Beginning at the line that contains "of the cheek.", transcribe the remaining lines of the listing exactly; include the final line and omit everything before.

-- Begin --

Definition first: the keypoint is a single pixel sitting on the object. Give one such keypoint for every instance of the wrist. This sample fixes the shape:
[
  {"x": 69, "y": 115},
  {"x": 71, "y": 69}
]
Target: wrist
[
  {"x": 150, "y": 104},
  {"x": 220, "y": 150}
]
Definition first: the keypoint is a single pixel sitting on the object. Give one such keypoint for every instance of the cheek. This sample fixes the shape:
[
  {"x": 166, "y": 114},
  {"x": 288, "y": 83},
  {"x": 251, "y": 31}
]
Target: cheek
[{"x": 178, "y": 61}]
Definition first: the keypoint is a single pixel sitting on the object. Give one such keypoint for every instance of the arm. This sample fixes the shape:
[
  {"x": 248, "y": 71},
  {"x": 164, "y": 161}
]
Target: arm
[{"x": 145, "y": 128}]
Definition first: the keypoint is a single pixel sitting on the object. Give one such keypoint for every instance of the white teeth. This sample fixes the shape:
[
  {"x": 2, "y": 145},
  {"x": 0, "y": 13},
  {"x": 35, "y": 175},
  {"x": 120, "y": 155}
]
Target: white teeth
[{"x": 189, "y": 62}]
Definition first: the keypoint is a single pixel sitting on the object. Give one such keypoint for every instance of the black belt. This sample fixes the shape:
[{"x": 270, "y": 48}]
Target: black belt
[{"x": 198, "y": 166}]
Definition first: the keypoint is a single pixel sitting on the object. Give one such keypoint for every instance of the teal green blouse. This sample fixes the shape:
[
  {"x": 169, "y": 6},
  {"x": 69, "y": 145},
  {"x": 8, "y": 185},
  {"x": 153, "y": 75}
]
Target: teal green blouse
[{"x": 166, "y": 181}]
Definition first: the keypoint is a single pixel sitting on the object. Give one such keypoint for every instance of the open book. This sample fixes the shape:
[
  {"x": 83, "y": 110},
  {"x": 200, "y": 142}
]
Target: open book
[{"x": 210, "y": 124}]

-- End --

◆ Completed exercise
Definition first: the keypoint is a single pixel sitting on the object. Give one such keypoint for every instance of the cheek. This sample fixes the shape:
[
  {"x": 166, "y": 114},
  {"x": 288, "y": 83},
  {"x": 251, "y": 31}
]
Target: cheek
[{"x": 178, "y": 61}]
Definition first: the keypoint is a single pixel sitting on the object. Give one such keypoint for every instance of the arm. This sample fixes the shape:
[
  {"x": 248, "y": 71},
  {"x": 164, "y": 161}
]
Target: arm
[{"x": 145, "y": 128}]
Definition first: the keypoint is a single pixel sitting on the object. Give one such keypoint for every instance of the white teeth. This sample fixes the shape:
[
  {"x": 2, "y": 145},
  {"x": 0, "y": 13},
  {"x": 35, "y": 175},
  {"x": 120, "y": 155}
]
Target: white teeth
[{"x": 189, "y": 62}]
Definition first: the keypoint is a single pixel sitting on the object. Give one such keypoint for every instance of the black belt. This sample fixes the shape:
[{"x": 270, "y": 48}]
Target: black belt
[{"x": 198, "y": 166}]
Definition first: the keypoint is a single pixel sitting on the object. Give one such keypoint for every instance of the teal green blouse. This sample fixes the shape:
[
  {"x": 169, "y": 6},
  {"x": 69, "y": 145},
  {"x": 8, "y": 185},
  {"x": 153, "y": 75}
]
Target: teal green blouse
[{"x": 166, "y": 181}]
Definition first: the keypoint is a single pixel sitting on the object. Give one such keypoint for every instance of the open book. This sample fixes the shape:
[
  {"x": 83, "y": 110},
  {"x": 200, "y": 142}
]
Target: open book
[{"x": 210, "y": 124}]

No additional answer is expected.